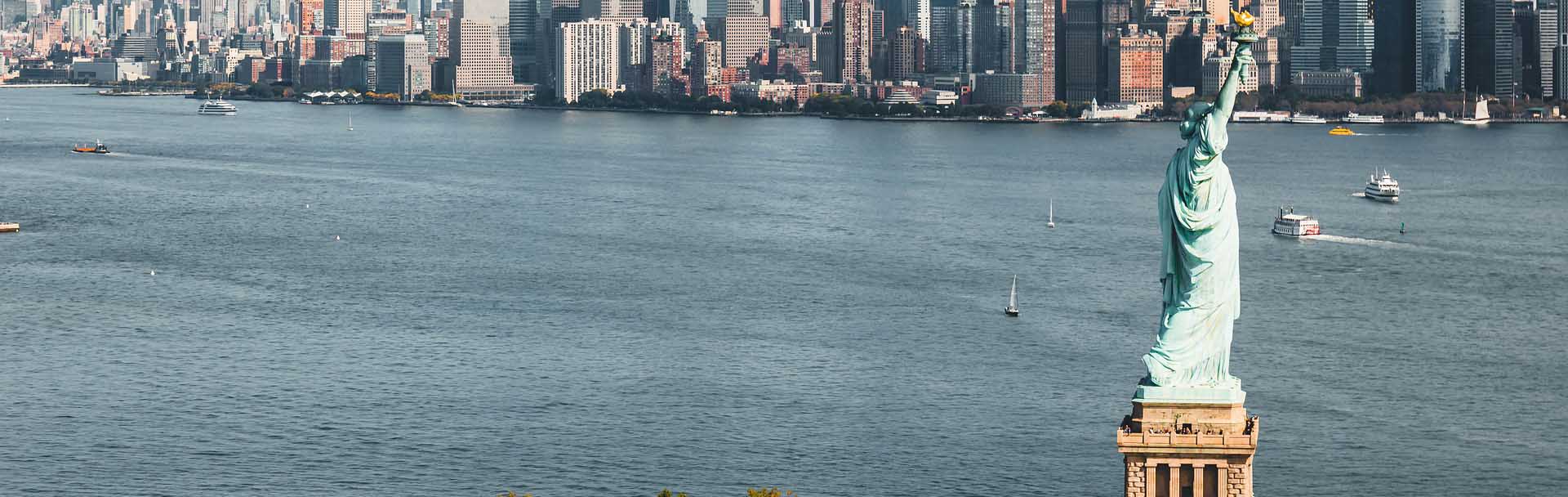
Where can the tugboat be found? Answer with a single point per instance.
(1382, 189)
(1294, 225)
(98, 148)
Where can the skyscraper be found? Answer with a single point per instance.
(612, 10)
(853, 41)
(918, 16)
(523, 19)
(1037, 41)
(347, 16)
(906, 54)
(1137, 68)
(1548, 32)
(940, 49)
(402, 65)
(480, 46)
(1489, 47)
(1392, 56)
(1082, 43)
(588, 57)
(1440, 46)
(742, 35)
(1333, 35)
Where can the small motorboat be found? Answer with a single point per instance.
(98, 148)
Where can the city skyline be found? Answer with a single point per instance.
(1073, 51)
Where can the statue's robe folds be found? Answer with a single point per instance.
(1198, 266)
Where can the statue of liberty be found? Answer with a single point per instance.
(1198, 264)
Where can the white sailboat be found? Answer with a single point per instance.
(1012, 300)
(1481, 116)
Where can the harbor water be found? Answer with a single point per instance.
(458, 302)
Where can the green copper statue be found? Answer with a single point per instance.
(1198, 268)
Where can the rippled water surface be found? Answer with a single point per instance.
(606, 305)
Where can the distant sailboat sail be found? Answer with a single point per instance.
(1012, 298)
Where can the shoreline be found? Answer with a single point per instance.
(813, 114)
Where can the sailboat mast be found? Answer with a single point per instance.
(1012, 297)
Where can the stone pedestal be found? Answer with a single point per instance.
(1196, 447)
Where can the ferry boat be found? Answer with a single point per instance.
(216, 109)
(98, 148)
(1382, 189)
(1294, 225)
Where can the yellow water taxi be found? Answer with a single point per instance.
(98, 148)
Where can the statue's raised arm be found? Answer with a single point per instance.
(1233, 78)
(1191, 360)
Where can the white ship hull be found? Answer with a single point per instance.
(1294, 225)
(1382, 195)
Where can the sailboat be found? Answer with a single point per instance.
(1012, 300)
(1481, 116)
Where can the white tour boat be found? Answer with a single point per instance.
(216, 109)
(1294, 225)
(1307, 119)
(1382, 189)
(1363, 119)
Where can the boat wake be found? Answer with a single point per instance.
(1353, 240)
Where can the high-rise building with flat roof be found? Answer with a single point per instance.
(906, 54)
(1548, 30)
(853, 41)
(347, 16)
(918, 16)
(1392, 54)
(1082, 44)
(523, 20)
(1333, 35)
(1489, 47)
(742, 35)
(587, 57)
(402, 65)
(1137, 68)
(1440, 46)
(1036, 29)
(612, 10)
(480, 47)
(707, 63)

..............................

#### Your instructions
Rewrite all the records above as a numbered list with one line per item. Skip blank lines and leave out the pictures.

#### Full answer
1. Where can the tugboat be found? Answer with a single point per instance.
2. (1382, 189)
3. (1294, 225)
4. (98, 148)
5. Where can the skyscraper be found? Answer with a single point per instance.
6. (612, 10)
7. (853, 41)
8. (918, 16)
9. (523, 19)
10. (1037, 41)
11. (347, 16)
12. (906, 54)
13. (1137, 68)
14. (1548, 32)
15. (940, 49)
16. (402, 65)
17. (480, 46)
18. (1489, 47)
19. (1392, 56)
20. (1082, 43)
21. (588, 57)
22. (1440, 46)
23. (742, 35)
24. (1333, 35)
25. Where can the small motorboat be found? Answer with a single point per instance.
26. (98, 148)
27. Where can the city skyline be found? Answer with a single point per instance.
28. (1073, 51)
29. Where can the statue's robe folds be found? Answer with a single point per instance.
30. (1198, 266)
31. Where can the statue of liberty be found? Answer with a single point per instance.
32. (1198, 264)
33. Where can the white sailboat be found? Answer with a single point per instance.
34. (1012, 300)
35. (1481, 116)
36. Where can the harbor water be found? Answer with a single point per instance.
37. (458, 302)
38. Where can the green copper statue be found? Answer with a single point per instance.
39. (1198, 268)
40. Where can the rippled water surface be found? Answer with a single point per instance.
41. (606, 305)
42. Where can the distant sailboat sail be found? Answer with a single point per instance.
43. (1012, 298)
44. Where can the shoreline be found? Answer with a single point per instance.
45. (813, 114)
46. Where can the sailboat mast be found? Answer with a single point per instance.
47. (1012, 297)
48. Where can the stone pedestal be found? Answer with a single point per instance.
49. (1196, 447)
50. Where can the ferry boat be found? Answer with a single point per instance.
51. (216, 109)
52. (98, 148)
53. (1382, 189)
54. (1294, 225)
55. Where can the yellow water taxi be found? Answer with a single point per instance.
56. (98, 148)
57. Where can the statue's raised arm be found? Answer with a single point per instance.
58. (1233, 78)
59. (1191, 360)
60. Where can the white ship hull be found? Answer with a single point per instance.
61. (1294, 225)
62. (1382, 195)
63. Where can the sailboat be found? Answer with a single point per instance.
64. (1012, 300)
65. (1481, 116)
66. Where can the white tour boat be found? Answer with a single point per instance.
67. (216, 109)
68. (1294, 225)
69. (1307, 119)
70. (1382, 189)
71. (1363, 119)
72. Where can the boat wake be found? Answer with a single point per instance.
73. (1353, 240)
74. Where can the high-rise building with flat roof be found? Answer with a single point per instance.
75. (906, 54)
76. (1548, 30)
77. (853, 41)
78. (347, 16)
79. (918, 16)
80. (1392, 54)
81. (1082, 44)
82. (523, 20)
83. (1333, 35)
84. (1489, 47)
85. (742, 35)
86. (587, 57)
87. (402, 65)
88. (1137, 68)
89. (1440, 46)
90. (1036, 29)
91. (612, 10)
92. (480, 47)
93. (707, 63)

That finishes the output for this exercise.